> **Extract provided**:
In other cases, remittances are used for investment in education and in agricultural production. A young woman in her early twenties working as a salesgirl was earning 60 pesos a week. With that money, she regularly paid her younger sister's college tuition and rent. Her father, a rice farmer, was able to provide essential food for the family, but when the daughter visited she brought canned goods and other food unavailable in the rural barrio. At Christmas time, when she got a bonus at work, she gave her mother P100 to purchase piglets that would be fattened and later sold. Her contribution therefore, while not as essential as that of the fourteen-year-old, made it possible for the family to live at a slightly higher standard than they would have otherwise and made it possible for her sister to receive an education.

Remittances of money and goods from those who have moved to cities and those remaining in the rural areas are rooted in Filipino culture values stressing reciprocal relationships and obligation of one family member to others. The young woman helping to pay her sister's college education stressed this obligation: "If your parents have helped you, then it is your obligation to help others in the family, especially if you don't have a family of your own yet." Such exchanges help to maintain rural-urban ties over time and distance. Migration is not simply the move of an individual from one place to another, but rather the beginning of a process involving continued mobility and contact among people in different places.

> **Task A**: According to the passage on Filipino remittances, what did the salesgirl give her mother P100 to buy at Christmas?
> **Task B**: Carry on the passage about Filipino remittances and rural-urban ties, picking up after its final sentence.

> **Entries provided**:

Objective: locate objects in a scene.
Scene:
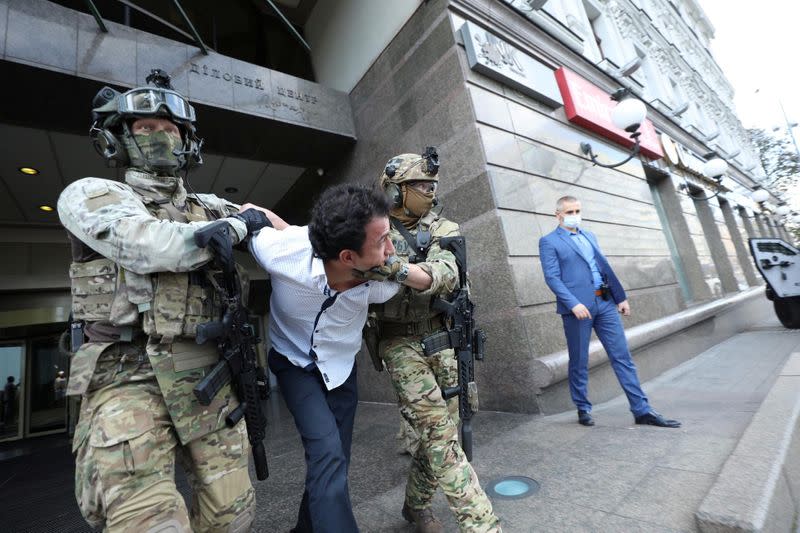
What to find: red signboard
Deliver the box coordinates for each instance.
[556,67,664,159]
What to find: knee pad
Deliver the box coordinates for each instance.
[228,502,256,533]
[147,518,189,533]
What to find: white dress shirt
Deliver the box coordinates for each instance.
[250,226,400,390]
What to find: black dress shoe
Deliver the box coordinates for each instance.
[578,409,594,426]
[634,411,681,428]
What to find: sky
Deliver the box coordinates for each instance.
[698,0,800,133]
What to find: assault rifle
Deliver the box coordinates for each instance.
[422,237,486,461]
[194,220,269,480]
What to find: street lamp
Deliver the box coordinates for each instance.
[678,152,728,202]
[581,87,647,168]
[750,185,769,204]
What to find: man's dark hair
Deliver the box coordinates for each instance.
[308,183,389,261]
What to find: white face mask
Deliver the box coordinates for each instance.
[561,215,581,229]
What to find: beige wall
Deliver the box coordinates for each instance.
[305,0,421,93]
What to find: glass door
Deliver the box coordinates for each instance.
[26,335,69,435]
[0,342,25,440]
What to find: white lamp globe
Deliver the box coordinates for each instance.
[750,188,769,203]
[611,98,647,133]
[703,157,728,178]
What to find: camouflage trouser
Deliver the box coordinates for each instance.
[73,365,255,533]
[381,337,500,532]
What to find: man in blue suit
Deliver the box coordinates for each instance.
[539,196,681,428]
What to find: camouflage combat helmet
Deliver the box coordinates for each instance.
[89,69,203,172]
[380,146,439,218]
[380,146,439,189]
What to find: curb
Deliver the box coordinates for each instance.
[695,353,800,533]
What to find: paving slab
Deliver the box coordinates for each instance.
[0,319,800,533]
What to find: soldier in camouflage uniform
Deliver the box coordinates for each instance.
[58,71,272,533]
[373,148,500,532]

> **Final answer A**: Piglets to be fattened and later sold.

> **Final answer B**:
Individuals move back and forth with ease, changing appropriate behavior, and even language, as the context changes. The young saleswoman, for example, speaks one language at home and another in her boarding house in the city, and in addition uses Tagalog and English at work; she changes from dresses and high-heeled shoes at work to pants and sandals when she visits the barrio. She, like other migrants, does not make sharp distinctions between "rural" and "urban" places, but rather sees both the city and the barrio as places providing a range of possibilities for work. If she can get a job in the barrio, she may go back, as there are many things she prefers about life there. But, given the scarcity of jobs in the rural areas, it is more likely that she will continue to work in the city while maintaining ties with family members at home.

Migration can be viewed as part of a family or household strategy. In an economic situation where families do not have sufficient income for their maintenance, movement of some family members to urban areas is one way to obtain additional resources. In some cases, such as that of the family of the young girl working as a domestic servant, it may be a strategy for maintaining the family at a bare subsistence level through the remittances of one or two family members working elsewhere. In other cases, it may be part of a strategy for some degree of upward mobility; by providing for her sister's education, the daughter working as a salesgirl is helping an overall family goal which has already enabled one daughter to become a school teacher.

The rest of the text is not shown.